▶ What you need to do
Please carry on the account of the 1837 attacks near London from the point where it ends.

▶ Provided text
* * * * *
According to the broadsheet newspapers of October 1837, a house servant called Mary Stevens was returning from visiting her parents in Battersea to her employers' house in Lavender Hill. At that time the sprawl of London hadn't yet engulfed these villages so she'd be travelling along winding hedge-lined country paths. She cut across Clapham Common and was grabbed by a dark figure that leaped from an alley. He pinned her, kissed her  face, and tore at her clothes and bare flesh with "claws" that were "cold and clammy like those of a corpse". The girl screamed, people came, and the assailant fled.

The next day the same man struck again at another maid quite near to Miss Stevens' Lavender Hill address. This time his escape included impossible leaps, including over a nine foot high boundary wall. He was laughing manically. At some point during the chase he bounced in front of a horse and carriage, causing it to swerve and crash, seriously injuring the driver. The press took up the description of him leaping as if her had "springs in his heels" and he got his name.

Sightings and attacks continued, and fear spread. A written complaint submitted by "a resident of Peckham" to Sir John Cowan, Lord Mayor of London, brought the matter to official attention and has become the much-quoted staple of Jack-lore:

"It appears that some individuals (of, as the writer believes, the highest ranks of life) have laid a wager with a mischievous and foolhardy companion, that he durst not take upon himself the task of visiting many of the villages near London in three different disguises — a ghost, a bear, and a devil; and moreover, that he will not enter a gentleman's gardens for the purpose of alarming the inmates of the house. The wager has, however, been accepted, and the unmanly villain has succeeded in depriving seven ladies of their senses, two of whom are not likely to recover, but to become burdens to their families.
* * * * *
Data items
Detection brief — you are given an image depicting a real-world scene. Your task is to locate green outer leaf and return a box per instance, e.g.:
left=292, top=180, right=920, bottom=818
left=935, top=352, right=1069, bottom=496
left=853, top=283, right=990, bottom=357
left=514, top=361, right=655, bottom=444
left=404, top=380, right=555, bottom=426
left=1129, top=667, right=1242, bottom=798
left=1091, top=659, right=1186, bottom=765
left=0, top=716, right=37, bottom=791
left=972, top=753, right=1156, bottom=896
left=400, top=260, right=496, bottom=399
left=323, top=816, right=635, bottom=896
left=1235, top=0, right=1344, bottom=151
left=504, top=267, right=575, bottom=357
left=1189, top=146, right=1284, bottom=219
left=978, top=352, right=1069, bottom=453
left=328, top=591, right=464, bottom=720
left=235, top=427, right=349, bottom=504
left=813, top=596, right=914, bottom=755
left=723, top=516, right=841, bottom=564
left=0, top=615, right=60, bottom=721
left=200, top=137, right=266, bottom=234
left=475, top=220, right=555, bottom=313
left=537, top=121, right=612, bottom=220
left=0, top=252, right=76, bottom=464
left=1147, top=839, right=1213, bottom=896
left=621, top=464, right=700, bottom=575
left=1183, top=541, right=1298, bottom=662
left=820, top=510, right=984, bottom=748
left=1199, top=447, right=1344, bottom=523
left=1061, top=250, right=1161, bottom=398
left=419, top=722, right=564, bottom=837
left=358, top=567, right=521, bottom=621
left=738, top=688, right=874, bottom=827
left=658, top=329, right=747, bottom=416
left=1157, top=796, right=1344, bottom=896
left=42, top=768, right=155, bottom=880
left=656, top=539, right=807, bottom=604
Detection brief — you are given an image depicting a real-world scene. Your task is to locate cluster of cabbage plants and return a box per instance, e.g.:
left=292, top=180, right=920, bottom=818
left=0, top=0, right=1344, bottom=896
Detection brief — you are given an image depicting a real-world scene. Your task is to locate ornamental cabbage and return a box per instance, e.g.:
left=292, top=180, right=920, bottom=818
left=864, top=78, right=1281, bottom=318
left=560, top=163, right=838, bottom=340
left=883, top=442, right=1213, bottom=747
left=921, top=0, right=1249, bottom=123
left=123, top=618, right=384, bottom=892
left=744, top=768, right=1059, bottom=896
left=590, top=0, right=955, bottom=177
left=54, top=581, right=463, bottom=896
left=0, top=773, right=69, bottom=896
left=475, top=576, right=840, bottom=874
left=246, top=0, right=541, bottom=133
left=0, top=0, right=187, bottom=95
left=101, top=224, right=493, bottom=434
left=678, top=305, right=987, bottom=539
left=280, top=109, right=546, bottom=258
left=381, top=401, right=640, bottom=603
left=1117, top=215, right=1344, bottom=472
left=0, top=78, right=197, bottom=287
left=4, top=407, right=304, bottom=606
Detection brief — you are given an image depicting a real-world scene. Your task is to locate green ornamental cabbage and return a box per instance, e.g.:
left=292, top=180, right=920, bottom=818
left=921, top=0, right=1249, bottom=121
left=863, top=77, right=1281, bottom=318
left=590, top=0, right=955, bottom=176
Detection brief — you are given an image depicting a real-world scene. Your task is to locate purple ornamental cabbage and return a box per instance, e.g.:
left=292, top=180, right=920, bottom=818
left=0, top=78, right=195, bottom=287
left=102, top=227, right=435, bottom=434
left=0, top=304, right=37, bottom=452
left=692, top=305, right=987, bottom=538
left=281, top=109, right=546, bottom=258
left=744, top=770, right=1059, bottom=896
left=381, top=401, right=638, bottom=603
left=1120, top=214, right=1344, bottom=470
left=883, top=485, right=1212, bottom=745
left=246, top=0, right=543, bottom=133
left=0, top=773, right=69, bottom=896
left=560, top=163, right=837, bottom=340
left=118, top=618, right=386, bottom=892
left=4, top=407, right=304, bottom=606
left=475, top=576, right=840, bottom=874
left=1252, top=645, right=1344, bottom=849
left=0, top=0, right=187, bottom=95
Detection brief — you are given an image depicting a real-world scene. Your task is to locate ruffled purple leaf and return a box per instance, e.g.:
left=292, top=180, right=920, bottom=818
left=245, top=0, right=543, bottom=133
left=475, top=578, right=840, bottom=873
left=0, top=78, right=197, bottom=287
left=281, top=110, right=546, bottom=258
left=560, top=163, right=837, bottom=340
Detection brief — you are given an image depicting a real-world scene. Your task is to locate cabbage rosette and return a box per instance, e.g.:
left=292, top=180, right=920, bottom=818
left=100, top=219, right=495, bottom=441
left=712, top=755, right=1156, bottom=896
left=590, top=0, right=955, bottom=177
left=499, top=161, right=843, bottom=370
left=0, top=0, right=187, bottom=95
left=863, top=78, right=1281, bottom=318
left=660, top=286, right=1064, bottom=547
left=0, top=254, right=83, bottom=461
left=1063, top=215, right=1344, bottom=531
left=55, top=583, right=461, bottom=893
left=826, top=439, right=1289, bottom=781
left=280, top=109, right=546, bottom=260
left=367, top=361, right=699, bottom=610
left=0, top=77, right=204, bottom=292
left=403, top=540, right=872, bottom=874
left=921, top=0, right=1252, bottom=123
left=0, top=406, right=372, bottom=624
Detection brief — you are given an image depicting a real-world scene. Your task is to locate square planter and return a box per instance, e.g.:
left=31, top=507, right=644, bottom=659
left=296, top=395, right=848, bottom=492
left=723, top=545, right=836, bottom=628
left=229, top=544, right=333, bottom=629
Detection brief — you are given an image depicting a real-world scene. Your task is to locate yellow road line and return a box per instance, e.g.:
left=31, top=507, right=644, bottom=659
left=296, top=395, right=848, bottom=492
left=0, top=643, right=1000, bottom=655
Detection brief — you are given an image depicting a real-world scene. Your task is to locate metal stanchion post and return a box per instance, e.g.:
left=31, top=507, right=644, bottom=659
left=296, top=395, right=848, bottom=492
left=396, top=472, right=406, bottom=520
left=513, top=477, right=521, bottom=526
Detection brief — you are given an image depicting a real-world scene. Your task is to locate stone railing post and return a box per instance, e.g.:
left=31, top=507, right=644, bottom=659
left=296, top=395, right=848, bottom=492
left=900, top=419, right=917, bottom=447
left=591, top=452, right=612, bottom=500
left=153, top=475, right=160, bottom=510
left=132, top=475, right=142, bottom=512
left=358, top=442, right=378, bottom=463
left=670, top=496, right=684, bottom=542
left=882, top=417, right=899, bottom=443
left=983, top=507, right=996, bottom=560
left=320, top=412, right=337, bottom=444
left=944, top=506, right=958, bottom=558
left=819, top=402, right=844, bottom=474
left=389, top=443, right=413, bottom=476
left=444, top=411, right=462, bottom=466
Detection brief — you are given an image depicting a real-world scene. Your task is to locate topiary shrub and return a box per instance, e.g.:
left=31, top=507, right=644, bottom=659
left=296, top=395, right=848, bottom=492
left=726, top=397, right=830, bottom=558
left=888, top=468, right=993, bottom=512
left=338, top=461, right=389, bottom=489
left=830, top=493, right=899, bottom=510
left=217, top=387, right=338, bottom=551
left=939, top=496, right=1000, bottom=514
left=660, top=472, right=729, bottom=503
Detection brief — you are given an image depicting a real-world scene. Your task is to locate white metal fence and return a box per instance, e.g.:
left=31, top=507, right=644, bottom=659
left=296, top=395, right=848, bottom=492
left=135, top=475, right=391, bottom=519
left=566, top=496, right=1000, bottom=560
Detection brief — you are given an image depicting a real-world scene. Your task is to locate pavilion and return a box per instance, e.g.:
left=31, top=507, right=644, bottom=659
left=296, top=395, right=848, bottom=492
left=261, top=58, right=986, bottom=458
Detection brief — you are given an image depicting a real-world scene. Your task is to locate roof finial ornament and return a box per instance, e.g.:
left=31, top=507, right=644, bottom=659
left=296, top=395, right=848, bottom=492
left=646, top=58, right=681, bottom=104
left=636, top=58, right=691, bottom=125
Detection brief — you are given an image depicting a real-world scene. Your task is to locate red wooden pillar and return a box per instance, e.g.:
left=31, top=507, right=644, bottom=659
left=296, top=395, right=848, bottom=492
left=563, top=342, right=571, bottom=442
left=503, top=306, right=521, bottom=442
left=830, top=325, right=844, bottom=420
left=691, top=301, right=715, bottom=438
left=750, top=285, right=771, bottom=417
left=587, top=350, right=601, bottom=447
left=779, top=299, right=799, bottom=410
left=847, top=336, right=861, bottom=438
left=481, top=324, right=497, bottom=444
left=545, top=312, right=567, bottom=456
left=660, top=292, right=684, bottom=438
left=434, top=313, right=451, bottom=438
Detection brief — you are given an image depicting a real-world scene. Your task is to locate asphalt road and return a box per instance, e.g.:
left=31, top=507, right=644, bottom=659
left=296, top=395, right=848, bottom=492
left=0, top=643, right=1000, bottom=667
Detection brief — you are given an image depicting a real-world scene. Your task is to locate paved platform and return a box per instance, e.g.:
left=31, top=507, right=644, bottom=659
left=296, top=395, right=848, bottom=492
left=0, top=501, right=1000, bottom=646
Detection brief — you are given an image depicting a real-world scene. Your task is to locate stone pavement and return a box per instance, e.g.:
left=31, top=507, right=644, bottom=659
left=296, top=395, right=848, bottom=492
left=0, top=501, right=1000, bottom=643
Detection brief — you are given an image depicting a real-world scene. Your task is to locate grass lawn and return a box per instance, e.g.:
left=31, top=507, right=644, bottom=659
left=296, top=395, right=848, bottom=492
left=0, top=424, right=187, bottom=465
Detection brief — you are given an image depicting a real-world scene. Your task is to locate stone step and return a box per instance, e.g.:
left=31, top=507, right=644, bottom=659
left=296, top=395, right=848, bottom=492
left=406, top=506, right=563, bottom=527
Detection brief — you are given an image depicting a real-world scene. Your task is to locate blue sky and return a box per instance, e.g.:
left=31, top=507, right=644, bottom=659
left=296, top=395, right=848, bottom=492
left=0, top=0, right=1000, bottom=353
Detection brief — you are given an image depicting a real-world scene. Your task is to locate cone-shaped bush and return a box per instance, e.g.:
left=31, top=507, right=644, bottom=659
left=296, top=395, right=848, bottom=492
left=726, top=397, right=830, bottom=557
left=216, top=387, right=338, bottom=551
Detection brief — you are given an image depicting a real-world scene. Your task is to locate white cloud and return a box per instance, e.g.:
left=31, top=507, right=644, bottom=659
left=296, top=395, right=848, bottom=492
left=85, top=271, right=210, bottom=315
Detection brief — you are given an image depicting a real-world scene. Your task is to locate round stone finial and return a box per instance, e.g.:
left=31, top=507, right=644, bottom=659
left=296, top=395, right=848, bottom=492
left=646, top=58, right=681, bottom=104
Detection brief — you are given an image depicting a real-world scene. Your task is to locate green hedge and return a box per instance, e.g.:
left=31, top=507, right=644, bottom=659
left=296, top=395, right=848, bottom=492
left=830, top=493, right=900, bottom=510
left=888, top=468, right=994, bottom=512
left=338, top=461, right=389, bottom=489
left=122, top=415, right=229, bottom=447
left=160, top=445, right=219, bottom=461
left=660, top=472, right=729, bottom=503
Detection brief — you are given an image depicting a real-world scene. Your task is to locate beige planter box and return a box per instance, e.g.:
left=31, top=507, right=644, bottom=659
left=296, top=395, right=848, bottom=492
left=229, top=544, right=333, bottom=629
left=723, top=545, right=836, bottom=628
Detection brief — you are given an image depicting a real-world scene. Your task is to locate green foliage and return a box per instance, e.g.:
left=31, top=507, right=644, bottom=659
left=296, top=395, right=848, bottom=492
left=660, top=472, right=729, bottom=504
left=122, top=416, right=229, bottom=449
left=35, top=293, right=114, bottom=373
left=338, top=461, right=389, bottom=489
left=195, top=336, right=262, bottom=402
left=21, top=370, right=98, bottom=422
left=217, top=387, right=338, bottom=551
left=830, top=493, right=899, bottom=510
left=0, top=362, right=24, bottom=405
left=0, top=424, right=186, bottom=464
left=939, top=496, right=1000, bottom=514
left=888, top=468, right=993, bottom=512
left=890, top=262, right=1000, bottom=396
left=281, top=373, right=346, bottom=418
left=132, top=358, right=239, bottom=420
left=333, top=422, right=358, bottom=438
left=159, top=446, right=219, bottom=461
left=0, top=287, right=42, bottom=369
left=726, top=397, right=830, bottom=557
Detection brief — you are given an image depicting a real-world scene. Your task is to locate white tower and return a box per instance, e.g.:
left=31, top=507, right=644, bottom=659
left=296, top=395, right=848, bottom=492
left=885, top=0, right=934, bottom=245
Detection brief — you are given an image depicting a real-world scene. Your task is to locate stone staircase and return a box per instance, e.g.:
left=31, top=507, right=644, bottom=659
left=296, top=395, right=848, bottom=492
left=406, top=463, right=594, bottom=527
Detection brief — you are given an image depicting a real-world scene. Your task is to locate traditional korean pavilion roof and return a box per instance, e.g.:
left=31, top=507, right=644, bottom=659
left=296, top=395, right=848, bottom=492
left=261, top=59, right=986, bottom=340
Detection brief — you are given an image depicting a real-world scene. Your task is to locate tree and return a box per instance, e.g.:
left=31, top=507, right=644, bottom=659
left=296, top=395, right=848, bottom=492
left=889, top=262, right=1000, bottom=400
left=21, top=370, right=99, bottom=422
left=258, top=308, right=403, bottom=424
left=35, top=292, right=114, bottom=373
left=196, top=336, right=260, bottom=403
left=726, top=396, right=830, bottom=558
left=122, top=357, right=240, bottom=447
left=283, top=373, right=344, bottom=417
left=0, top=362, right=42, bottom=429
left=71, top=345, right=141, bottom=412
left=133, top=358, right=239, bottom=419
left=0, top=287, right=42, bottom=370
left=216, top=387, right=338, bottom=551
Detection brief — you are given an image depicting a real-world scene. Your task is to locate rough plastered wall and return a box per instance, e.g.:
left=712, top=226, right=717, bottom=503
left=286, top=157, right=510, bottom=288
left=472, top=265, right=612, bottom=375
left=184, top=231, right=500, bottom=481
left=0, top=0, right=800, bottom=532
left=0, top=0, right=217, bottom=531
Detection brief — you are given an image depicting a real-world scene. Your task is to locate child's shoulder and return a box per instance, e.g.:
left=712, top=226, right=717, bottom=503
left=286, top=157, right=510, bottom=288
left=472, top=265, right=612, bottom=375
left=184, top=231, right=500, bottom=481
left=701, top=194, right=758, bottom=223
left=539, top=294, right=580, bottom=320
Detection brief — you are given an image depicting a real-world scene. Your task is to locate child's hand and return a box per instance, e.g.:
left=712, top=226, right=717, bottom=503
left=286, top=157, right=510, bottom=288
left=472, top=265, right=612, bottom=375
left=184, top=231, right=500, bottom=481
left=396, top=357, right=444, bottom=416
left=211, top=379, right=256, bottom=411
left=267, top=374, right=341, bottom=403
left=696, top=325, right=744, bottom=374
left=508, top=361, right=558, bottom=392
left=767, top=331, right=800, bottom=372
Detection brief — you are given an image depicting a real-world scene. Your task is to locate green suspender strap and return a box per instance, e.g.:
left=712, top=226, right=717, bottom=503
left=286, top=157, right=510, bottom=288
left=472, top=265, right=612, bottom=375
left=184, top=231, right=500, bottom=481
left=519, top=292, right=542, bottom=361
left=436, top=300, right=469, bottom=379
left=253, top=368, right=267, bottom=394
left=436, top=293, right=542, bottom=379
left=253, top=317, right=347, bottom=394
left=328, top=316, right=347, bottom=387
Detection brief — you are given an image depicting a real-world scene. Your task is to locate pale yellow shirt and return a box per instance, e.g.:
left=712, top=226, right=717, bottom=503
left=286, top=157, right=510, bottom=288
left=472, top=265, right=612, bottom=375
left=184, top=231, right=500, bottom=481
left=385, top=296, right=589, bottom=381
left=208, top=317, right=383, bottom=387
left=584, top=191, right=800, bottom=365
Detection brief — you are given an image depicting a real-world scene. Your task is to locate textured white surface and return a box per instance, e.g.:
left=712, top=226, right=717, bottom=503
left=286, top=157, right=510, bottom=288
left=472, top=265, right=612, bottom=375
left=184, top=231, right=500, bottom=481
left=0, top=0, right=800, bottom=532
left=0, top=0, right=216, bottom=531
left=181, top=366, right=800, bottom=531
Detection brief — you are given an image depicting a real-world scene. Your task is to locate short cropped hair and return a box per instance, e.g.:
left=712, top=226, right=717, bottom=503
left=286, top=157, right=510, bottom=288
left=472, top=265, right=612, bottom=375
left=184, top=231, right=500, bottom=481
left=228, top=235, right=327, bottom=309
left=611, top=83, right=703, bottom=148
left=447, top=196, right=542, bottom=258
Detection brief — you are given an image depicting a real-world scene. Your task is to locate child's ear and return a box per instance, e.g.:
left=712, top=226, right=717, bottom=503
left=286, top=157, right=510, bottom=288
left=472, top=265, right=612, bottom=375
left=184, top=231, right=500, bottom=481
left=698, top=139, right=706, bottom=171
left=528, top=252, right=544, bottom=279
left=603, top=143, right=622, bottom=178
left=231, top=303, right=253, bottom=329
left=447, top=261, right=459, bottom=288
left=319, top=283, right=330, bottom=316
* * * * *
▶ Answer
"At one house the man rang the bell, and on the servant coming to open door, this worse than brute stood in no less dreadful figure than a spectre clad most perfectly. The consequence was that the poor girl immediately swooned, and has never from that moment been in her senses.

"The affair has now been going on for some time, and, strange to say, the papers are still silent on the subject. The writer has reason to believe that they have the whole history at their finger-ends but, through interested motives, are induced to remain silent."

The Times reported the case on 9th January 1838, elevating its profile to a national level. A flood of claimed sightings followed from all parts of London. By now Jack was said to have iron claws with which he disfigured his victims. Some women were said to have been driven to fits and others to have died of fright, although no names were given for the latter. Vigilante patrols began to search for Spring-Heeled Jack after dark and several “suspicious characters” were beaten within inches of their lives. When the Brighton Gazette reported that a Sussex gardener had been terrified by “a four footed apparition” that had escaped over a high wall the papers were quick to proclaim that Jack was now roaming the country at will.

On February 19th of that year, pretty Jane Alsop answered urgent knocking at her father’s door to someone claiming to be a policeman, shouting, “Bring a light! We have caught Spring-Heeled Jack here in the lane!” When she hurried out with a candle, the visitor cast off a dark cloak to reveal tight-fitting “oilskin” clothing, a helmet, and eyes like “red balls of fire”. He vomited blue and white flame into the girl’s face, then tore at her with iron claws. She struggled free but he caught her again at her doorstep, tearing her gown, arms, neck, and breasts. When Jane’s sisters answered her screams the attacker raced away. A subsequent search did not locate him.

On February 28th, 18 year old Lucy Scales and her younger sister cut down Green Dragon Alley on their way home from visiting their married brother in Limehouse. A stranger in the alley blocked Lucy’s way and breathed blue fire into her face, blinding her. Lucy fell to the floor in a fit that lasted for hours. Her sister screamed and her brother responded. The stranger, dressed like a gentleman and carrying a bulls-eye lantern, slipped away.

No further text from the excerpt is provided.